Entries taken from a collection

========================================================================

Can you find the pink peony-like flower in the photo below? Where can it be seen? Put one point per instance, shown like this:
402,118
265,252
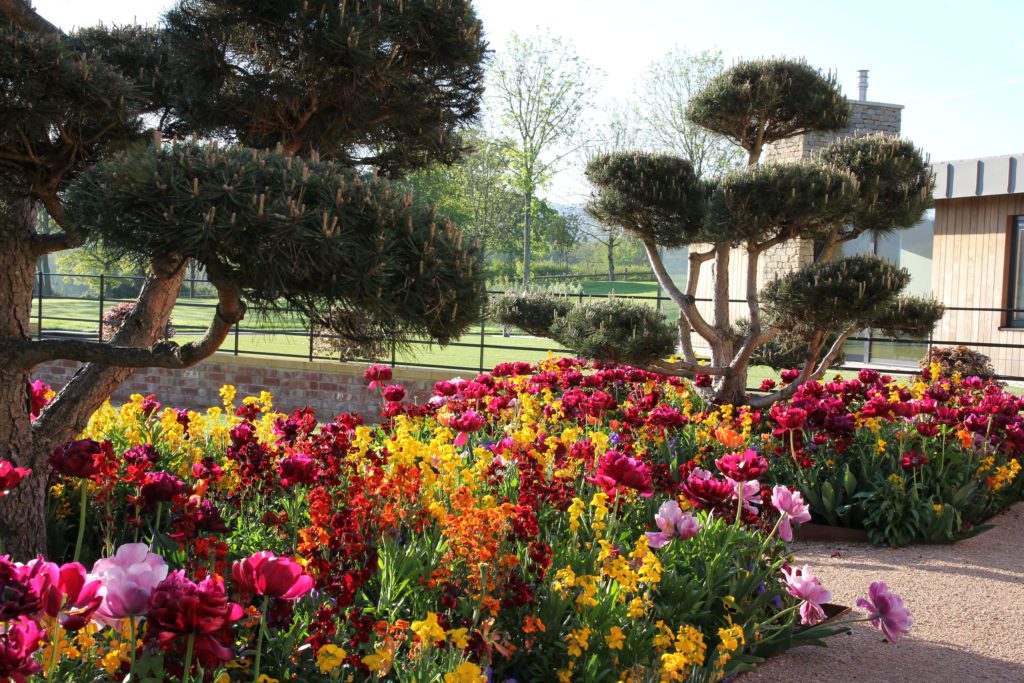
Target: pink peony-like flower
707,492
39,389
616,470
128,580
10,476
18,642
803,585
265,573
78,459
743,466
377,375
180,608
393,393
674,523
470,421
886,611
791,505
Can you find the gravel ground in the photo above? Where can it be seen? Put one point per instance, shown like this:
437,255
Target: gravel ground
967,601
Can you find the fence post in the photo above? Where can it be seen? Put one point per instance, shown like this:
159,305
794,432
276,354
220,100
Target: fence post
101,288
483,323
39,308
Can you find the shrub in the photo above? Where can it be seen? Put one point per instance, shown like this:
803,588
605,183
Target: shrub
960,359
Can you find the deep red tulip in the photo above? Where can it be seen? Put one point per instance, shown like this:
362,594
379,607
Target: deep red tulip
265,573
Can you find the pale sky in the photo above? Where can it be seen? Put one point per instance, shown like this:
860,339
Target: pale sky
956,66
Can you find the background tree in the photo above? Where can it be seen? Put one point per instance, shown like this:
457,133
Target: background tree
308,95
875,183
541,89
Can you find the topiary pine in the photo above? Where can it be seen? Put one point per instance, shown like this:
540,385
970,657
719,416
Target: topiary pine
310,98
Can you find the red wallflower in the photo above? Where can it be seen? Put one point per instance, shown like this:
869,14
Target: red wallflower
78,459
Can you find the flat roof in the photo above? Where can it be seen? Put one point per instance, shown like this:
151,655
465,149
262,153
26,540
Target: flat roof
986,176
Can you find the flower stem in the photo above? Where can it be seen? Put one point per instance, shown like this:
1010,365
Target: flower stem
186,673
81,521
56,652
259,638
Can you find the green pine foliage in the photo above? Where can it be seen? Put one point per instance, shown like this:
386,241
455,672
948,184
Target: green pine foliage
305,235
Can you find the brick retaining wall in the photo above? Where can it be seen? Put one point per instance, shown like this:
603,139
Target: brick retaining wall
328,387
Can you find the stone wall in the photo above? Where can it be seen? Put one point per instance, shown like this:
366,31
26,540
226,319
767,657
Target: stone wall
329,387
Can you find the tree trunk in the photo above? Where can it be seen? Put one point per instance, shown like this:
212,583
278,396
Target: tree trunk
611,258
23,512
527,210
23,521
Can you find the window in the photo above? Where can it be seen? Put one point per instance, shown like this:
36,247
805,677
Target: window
1015,300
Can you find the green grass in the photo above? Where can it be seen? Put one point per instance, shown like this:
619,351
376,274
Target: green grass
290,338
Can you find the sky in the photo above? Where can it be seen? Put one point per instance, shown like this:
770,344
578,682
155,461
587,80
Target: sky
956,66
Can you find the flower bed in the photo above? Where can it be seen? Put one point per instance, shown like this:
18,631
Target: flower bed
534,523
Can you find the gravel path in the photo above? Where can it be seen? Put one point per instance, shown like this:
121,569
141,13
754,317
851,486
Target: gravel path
967,601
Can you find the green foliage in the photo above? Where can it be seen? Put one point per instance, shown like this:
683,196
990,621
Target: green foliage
761,101
290,232
534,312
380,83
778,201
655,197
960,359
910,315
616,331
832,296
894,182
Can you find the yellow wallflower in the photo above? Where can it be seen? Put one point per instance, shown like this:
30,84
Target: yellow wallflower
429,630
615,638
330,658
467,672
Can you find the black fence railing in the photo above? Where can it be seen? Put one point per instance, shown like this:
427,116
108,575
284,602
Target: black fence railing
80,310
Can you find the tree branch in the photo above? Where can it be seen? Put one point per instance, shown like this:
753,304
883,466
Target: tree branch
229,310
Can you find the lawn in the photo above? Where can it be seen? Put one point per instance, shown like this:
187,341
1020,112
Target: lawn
287,335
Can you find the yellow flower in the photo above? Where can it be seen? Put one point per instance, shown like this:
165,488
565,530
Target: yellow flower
467,672
615,638
458,637
330,658
428,630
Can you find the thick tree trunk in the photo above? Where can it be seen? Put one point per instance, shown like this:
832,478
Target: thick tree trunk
527,210
23,521
23,512
611,258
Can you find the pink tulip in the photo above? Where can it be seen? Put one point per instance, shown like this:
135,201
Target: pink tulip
674,524
886,611
803,585
265,573
128,580
792,507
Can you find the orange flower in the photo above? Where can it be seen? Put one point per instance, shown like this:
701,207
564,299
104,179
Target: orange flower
729,437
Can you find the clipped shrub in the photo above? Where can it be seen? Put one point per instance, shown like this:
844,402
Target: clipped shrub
534,312
962,359
116,315
615,330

========================================================================

Activity
Your copy of the entries should be exact and free of pictures.

Exercise result
Can you find the pink peony-like flower in the photo below? Where can it be seen? Put one point per instance, shown like this:
402,118
265,252
Target: pink peony-like flower
707,492
39,389
616,470
128,580
10,476
18,642
803,585
265,573
78,459
743,466
377,375
180,608
393,393
674,523
470,421
886,611
791,505
Can you find the gravel ground in the photo above? Where can it be seen? Put one point per instance, shown like this:
437,255
Target: gravel ground
967,601
Can you find the fence post in the photo above? Where can it be seen? Put one point per instance, shown like this:
159,305
794,432
276,354
220,100
Target: fence post
101,288
483,323
39,308
Can you find the shrub in the photo above? Where can it be seen? Put one point per instance, shown like this:
803,588
605,183
Target: shrub
960,359
Can you find the deep red tulip in the photo above? Where can it be seen? Put one point per instance, shown like this:
362,594
379,607
Target: deep red tulip
265,573
Can you find the pale sky in the photo above? Where can it be seen? Put one point per instance, shown like this:
860,339
Target: pale sky
956,66
Can you find the background tree in the photo above? Where can it be seen? Put one point per instance, shown like this:
457,133
Target: background tree
308,95
875,183
541,89
Can you find the topiary pine in the photo above? Where can it be seen? Put one point per instance, shown like this:
540,385
970,657
719,416
Target: topiary pine
310,98
Can you find the red wallflower in the photo above? Where can it be seen? Put one point per instance, shown like this:
869,14
Target: red wallflower
78,459
Can you find the flat roof in the photo above? Where can it be seen? Put one point per instance, shown like this:
151,655
465,149
262,153
26,540
Target: flat roof
986,176
Can you find the flower stem in the photo above? Where can it be seen? Put one point per instance, shown like this:
1010,365
Target: flower stem
186,673
81,521
56,652
259,638
Can you find the green pine foliage in the photo above? Where can it be seen? Put one point per instance, shown like this:
386,241
455,672
948,184
Target: green pine foliage
305,235
Can you find the brick retaining wall in the photo above? Where can it be seen? Put one point per instance, shown like this:
603,139
Target: brick retaining wall
328,387
Can you find the stone wall in the photo above? Where can it be seen? Put one point per instance, shown like this:
366,31
26,540
226,319
767,657
Target: stone wall
329,387
Can you find the tree trunk in the photo above? Where can it be seen? Put one point per instance, shown like this:
212,583
278,396
Target: tree trunk
611,258
23,512
527,210
23,521
Can you find the window in the photo above? Where can it be seen? Put one point per instance, shown like this:
36,247
805,677
Target: window
1015,300
Can you find the green grass in the photo above? Where can it be seen? Put one point per instance, shown like this:
619,351
376,274
Target: green grass
290,338
Can you find the sky in the photo above? Where can it be seen? Put one point per instance, shown like this:
770,344
578,682
155,461
587,80
Target: sky
956,66
Can you find the flower bed in the photo above? Where can it be seen? Put one point per instance, shown like this:
18,631
Target: flower bed
534,523
Can you find the gravel path in the photo above? Where can it be seen? Put one point per instance, shown like this:
121,569
141,13
754,317
851,486
Target: gravel path
967,601
Can you find the green foliage in the photo above? Where can it be seen? Put one point per instance, shown like this:
683,196
990,621
Target: green foliage
761,101
290,232
534,312
380,83
778,201
655,197
960,359
910,315
616,331
832,296
894,182
Can you find the yellow wallflower in the photo above? Where can it be seen? Put one point per instance, shown like this:
30,84
Target: yellow wallflower
429,630
615,638
330,658
467,672
Can you find the black fence railing in the photo above? Where can it be seen? Put one point per instance, shown like this:
427,116
108,575
284,602
Target: black fence railing
80,310
Can you find the tree branch in the photo above? Where can it be seen? Put one point per instance, shown like this:
753,304
883,466
Target: tree branch
229,310
Can you find the lawn in the photo above? Where can it be seen? Put one point per instance, shown like this:
187,341
1020,112
Target: lawn
287,335
Can you find the yellow flower in the photo above? Where can it be seen? Put one point per instance, shown like this:
165,488
565,530
Target: yellow flower
467,672
615,638
458,637
330,658
428,630
Can you find the thick tree trunk in the photo above? Where can it be seen? Put one point per instance, shown like this:
832,478
Target: thick tree trunk
527,210
23,521
23,512
611,258
Can you find the pink tulip in the photo above? Where can it be seen? Put one point per instance, shown like this:
135,201
Target: pink tulip
674,524
886,611
803,585
265,573
128,580
792,507
Can you find the orange flower in the photo above? Where can it be seen? Put one point per instance, shown like this:
701,207
564,299
104,179
Target: orange flower
729,437
Can you find the clipped shrub in the photo above? Where can it be seen? Put one point per instance, shown like this:
844,402
Target: clipped shrub
534,312
962,359
116,315
615,330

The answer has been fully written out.